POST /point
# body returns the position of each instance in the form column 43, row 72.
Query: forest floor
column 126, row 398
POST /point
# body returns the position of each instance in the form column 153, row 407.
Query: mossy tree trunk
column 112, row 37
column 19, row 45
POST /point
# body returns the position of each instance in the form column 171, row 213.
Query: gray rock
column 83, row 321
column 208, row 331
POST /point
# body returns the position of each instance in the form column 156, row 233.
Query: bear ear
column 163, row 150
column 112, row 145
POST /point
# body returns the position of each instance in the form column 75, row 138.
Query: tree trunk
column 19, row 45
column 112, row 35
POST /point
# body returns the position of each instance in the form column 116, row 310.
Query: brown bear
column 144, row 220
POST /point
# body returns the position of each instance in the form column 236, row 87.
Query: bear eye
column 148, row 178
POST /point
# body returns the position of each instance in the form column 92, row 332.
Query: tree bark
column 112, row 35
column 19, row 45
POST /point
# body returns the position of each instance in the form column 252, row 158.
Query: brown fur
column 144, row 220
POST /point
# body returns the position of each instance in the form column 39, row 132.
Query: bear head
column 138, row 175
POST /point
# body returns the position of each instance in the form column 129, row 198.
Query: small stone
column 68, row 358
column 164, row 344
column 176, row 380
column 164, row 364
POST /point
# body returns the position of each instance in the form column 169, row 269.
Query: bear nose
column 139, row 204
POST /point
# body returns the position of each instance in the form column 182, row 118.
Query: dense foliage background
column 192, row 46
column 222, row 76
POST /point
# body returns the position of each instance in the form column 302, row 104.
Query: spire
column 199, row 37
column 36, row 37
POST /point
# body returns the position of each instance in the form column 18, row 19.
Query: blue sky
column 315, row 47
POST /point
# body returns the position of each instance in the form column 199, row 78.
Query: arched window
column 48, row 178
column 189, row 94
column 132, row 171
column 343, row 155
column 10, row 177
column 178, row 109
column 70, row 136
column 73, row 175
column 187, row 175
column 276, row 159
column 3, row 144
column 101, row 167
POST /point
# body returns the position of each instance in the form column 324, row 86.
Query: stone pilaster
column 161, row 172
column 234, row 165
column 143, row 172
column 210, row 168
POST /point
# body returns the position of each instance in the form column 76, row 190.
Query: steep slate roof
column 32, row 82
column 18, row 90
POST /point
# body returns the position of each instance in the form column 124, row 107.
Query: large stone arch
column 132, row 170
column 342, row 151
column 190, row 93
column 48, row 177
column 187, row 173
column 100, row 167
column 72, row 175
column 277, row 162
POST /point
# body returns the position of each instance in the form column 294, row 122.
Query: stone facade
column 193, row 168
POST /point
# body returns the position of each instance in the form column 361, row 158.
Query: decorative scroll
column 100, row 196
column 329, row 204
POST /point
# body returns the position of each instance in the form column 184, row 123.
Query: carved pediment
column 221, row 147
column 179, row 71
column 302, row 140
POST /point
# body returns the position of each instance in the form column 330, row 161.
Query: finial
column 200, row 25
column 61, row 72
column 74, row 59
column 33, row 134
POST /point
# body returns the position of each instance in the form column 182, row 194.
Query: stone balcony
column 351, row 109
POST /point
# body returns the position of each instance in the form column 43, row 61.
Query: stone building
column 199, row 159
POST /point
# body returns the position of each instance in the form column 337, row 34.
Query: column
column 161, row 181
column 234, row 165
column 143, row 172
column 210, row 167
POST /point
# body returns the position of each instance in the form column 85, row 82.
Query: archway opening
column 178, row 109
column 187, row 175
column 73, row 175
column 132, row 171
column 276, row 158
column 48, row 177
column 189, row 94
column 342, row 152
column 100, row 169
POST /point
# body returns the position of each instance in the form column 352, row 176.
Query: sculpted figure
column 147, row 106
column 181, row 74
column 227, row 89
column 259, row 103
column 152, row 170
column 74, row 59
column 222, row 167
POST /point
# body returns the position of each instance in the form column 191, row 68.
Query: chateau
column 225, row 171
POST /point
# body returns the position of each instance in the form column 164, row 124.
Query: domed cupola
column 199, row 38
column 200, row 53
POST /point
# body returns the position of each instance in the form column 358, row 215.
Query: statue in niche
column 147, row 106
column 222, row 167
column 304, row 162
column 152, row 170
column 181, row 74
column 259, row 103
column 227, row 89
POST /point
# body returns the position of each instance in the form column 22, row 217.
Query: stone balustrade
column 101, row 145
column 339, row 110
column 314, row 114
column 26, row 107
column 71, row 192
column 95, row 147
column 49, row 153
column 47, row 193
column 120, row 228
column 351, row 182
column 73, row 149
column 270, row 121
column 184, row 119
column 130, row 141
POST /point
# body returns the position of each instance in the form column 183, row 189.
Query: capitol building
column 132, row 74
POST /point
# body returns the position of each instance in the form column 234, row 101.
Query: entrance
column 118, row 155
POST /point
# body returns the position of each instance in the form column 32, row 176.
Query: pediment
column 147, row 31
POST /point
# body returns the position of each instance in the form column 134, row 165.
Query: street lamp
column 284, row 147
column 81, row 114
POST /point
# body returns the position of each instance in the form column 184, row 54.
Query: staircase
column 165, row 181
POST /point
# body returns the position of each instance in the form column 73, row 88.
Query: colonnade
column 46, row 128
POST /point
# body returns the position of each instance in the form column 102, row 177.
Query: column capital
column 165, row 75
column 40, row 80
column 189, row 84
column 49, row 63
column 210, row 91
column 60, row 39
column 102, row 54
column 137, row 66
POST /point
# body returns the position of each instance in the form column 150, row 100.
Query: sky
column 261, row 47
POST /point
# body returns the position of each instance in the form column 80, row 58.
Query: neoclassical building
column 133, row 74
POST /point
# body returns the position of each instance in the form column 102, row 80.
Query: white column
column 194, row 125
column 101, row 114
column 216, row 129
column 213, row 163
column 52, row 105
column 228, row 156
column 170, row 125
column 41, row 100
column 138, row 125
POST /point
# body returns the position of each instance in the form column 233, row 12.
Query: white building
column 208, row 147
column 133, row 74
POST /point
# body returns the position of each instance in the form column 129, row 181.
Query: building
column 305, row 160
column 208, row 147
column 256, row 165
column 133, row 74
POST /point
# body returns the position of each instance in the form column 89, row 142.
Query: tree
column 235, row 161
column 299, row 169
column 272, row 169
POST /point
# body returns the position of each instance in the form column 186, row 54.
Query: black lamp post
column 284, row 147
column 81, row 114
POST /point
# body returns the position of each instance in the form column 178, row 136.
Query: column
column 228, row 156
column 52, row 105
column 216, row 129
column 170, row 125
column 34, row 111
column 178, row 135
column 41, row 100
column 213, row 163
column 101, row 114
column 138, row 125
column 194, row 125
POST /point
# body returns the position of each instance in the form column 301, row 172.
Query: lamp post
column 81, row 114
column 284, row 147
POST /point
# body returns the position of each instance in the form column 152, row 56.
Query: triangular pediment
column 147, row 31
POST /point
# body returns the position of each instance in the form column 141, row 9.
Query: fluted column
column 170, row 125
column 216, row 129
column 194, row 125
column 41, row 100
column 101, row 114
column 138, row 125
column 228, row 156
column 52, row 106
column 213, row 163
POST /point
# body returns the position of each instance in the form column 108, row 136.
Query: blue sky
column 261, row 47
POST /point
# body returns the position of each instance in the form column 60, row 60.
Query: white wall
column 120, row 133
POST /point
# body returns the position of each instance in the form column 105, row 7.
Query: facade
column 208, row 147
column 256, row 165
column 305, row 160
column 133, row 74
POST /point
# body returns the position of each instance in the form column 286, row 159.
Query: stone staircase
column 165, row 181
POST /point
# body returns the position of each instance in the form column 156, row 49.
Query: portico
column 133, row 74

[What to do]
Copy the material above word for word, from its first line up to and including the line containing "column 148, row 178".

[Solution below]
POST /point
# body returns the position of each instance in the form column 43, row 72.
Query: forest floor
column 126, row 398
POST /point
# body returns the position of each instance in the form column 153, row 407.
Query: mossy tree trunk
column 112, row 37
column 19, row 45
POST /point
# body returns the position of each instance in the form column 171, row 213.
Query: gray rock
column 83, row 321
column 208, row 331
POST /point
# body returns the position of each instance in the form column 156, row 233.
Query: bear ear
column 163, row 150
column 112, row 145
POST /point
# body returns the position of each instance in the form column 75, row 138.
Query: tree trunk
column 19, row 45
column 112, row 35
POST /point
# body returns the position of each instance in the form column 116, row 310.
Query: brown bear
column 144, row 220
POST /point
# body returns the position of each instance in the form column 236, row 87.
Query: bear eye
column 148, row 178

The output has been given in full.